Instructions for the task -
Rescale only the rows below from the line containing "[point_task]" through the end of the rows, inclusive. Write every line out again, changing only the x and y coordinates: multiply each by 1.8 and round to a whole number, with halves rounded up.

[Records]
-=-=-
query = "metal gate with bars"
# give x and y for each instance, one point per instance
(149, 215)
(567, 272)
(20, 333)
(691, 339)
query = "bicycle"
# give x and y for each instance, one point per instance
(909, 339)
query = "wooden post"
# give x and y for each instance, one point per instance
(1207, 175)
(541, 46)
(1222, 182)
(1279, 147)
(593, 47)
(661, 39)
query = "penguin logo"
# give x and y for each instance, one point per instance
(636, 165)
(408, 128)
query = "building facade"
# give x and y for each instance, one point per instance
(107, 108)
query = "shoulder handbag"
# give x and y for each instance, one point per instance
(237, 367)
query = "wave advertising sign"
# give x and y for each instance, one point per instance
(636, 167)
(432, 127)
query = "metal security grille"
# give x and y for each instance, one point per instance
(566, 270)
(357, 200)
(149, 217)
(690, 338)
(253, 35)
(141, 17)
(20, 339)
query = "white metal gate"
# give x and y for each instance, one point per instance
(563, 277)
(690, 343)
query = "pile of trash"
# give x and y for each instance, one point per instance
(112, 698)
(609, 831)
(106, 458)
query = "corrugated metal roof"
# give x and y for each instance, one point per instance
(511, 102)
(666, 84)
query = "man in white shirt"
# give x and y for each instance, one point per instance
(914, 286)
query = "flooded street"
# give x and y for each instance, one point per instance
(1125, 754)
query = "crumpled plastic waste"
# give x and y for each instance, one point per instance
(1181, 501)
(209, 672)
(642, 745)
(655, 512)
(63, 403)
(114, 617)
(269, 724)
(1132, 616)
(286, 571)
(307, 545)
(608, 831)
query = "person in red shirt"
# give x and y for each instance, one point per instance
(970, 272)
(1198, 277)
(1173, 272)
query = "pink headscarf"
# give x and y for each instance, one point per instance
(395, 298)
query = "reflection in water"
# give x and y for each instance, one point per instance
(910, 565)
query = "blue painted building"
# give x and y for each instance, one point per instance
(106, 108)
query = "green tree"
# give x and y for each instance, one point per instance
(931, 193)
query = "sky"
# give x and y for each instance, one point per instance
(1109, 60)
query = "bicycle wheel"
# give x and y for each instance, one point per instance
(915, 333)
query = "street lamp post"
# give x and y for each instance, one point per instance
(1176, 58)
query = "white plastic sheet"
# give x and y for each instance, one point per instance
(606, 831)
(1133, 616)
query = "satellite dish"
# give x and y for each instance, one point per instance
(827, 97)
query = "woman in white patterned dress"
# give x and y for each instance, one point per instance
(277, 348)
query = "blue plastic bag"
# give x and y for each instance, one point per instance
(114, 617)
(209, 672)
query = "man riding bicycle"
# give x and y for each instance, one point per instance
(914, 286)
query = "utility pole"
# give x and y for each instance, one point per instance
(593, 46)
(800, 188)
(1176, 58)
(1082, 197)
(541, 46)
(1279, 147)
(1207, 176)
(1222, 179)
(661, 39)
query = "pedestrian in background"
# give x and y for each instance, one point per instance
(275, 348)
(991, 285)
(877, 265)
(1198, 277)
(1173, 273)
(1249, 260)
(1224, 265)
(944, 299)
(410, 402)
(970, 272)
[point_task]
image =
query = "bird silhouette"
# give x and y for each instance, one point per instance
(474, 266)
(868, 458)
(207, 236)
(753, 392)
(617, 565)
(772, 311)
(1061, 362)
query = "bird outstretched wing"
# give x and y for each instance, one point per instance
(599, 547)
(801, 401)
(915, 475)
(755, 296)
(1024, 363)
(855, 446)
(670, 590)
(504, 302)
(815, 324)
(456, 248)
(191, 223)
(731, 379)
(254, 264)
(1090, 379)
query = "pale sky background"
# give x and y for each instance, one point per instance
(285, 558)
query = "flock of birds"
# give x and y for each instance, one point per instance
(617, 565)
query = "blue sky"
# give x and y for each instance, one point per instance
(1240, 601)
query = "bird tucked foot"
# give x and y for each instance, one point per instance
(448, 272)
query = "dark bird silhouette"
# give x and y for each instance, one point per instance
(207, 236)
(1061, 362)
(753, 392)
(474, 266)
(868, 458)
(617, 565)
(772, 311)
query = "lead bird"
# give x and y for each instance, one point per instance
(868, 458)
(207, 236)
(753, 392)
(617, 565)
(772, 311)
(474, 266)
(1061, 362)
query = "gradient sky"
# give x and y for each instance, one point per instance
-=-=-
Answer to this task -
[point_task]
image =
query = "bird silhouette"
# give x and y for each instance, one point per instance
(853, 479)
(1562, 824)
(373, 425)
(1355, 706)
(1111, 1017)
(1390, 560)
(1910, 652)
query = "bird outstretched wing"
# give x and y for each instance, one point per instance
(1078, 985)
(1442, 722)
(1647, 855)
(1359, 533)
(1843, 653)
(1539, 803)
(1206, 1062)
(907, 544)
(1467, 583)
(821, 446)
(344, 401)
(1316, 682)
(457, 475)
(1962, 682)
query = "pale sky background"
# give x and y for each instance, one point per instance
(513, 1004)
query = "flock of birds"
# give x and y for each instance, one point per instance
(1111, 1017)
query = "blue sky"
# give x and y for each instance, one point per instance
(2232, 1082)
query = "bird tucked foot"
# give x and y for each instance, one point per instance
(806, 490)
query = "dark bird silhouette"
# give x and y for each instance, one point per instance
(373, 425)
(1910, 652)
(1355, 706)
(853, 479)
(1562, 824)
(1111, 1017)
(1390, 560)
query = "lead bird"
# give x and y for each instance, one point per instance
(1562, 824)
(373, 425)
(1355, 706)
(1111, 1017)
(1390, 560)
(853, 479)
(1910, 652)
query = "gradient sky"
# give x and y for each instance, one point per instance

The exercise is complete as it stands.